* **DOCUMENT SEGMENT**
Adults are often diagnosed with bruxism, or grinding their teeth at night. Following is an article that Dr. Holleron found recently related to bruxism in children. His comments on the article can follow.
The actual numbers of kids that grind their teeth while sleeping has been established and it is 36.8% for pre-schoolers and 49.6% for first graders. There have been many theories over the years as to what causes this phenomenon and now more details are coming out.
We used to think that children with breathing problems were the ones that ground their teeth, then we thought that is was a normal occurrence for young children to grind their teeth at night. This study suggests some “associations” between grinding in children and other issues i.e. internalizing behaviors, being withdrawn or somatic complaints, and other health issues. The interesting word here is an “association.” The authors found that children that grind tend to have some other medical issues, the question is, are these cause and affect or simple associations.

* **INPUT DATA**

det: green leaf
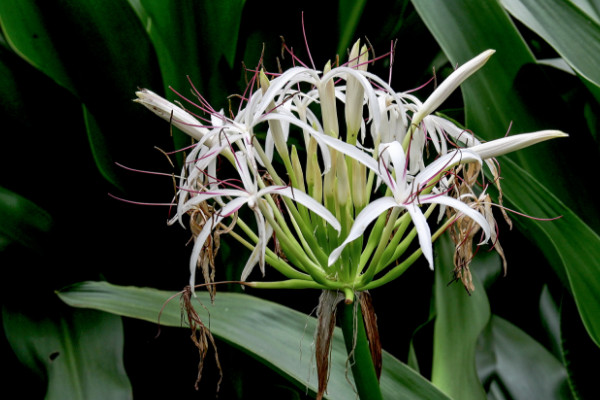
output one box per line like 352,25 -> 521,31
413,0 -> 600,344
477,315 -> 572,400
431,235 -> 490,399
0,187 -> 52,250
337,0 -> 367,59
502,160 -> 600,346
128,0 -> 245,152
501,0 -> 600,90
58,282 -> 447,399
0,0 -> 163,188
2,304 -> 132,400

==

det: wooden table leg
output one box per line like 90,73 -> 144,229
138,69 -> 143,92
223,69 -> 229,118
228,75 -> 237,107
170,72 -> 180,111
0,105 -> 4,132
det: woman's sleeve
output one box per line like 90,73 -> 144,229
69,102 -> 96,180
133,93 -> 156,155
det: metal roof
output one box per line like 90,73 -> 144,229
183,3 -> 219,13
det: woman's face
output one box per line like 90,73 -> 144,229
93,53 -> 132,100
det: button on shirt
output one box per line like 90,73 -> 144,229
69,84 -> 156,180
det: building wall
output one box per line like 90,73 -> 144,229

--

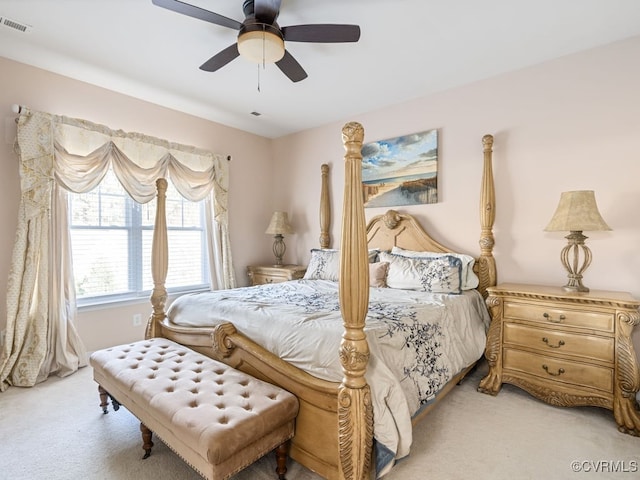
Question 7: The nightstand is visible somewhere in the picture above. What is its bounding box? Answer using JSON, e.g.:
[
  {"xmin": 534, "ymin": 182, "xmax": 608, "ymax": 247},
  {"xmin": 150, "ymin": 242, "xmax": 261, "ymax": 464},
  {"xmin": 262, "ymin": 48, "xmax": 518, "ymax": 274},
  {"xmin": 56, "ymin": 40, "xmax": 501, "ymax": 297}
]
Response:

* **TASK REQUIREMENTS**
1) Rewrite the passage on teeth grinding in children between "Adults are often" and "are coming out.", inclusive, putting "teeth grinding" wherever "bruxism" appears.
2) Write the next part of the passage on teeth grinding in children, picking up after its last sentence.

* **ANSWERS TO THE EXERCISES**
1)
Adults are often diagnosed with teeth grinding, or grinding their teeth at night. Following is an article that Dr. Holleron found recently related to teeth grinding in children. His comments on the article can follow.
The actual numbers of kids that grind their teeth while sleeping has been established and it is 36.8% for pre-schoolers and 49.6% for first graders. There have been many theories over the years as to what causes this phenomenon and now more details are coming out.

2)
The example that I often use is people with creased earlobes have a higher incidence of cardiac problems than the general population, but is the creased earlobe the cause of the cardiac problem? Not likely.
So this article is a nice step in the right direction, but certainly more research needs to be done.
In addition we do not treat young people with “biteguards” to be worn at night because they may limit jaw growth, so there often is moderate wear to young kid’s dentitions in those kids that do grind at night.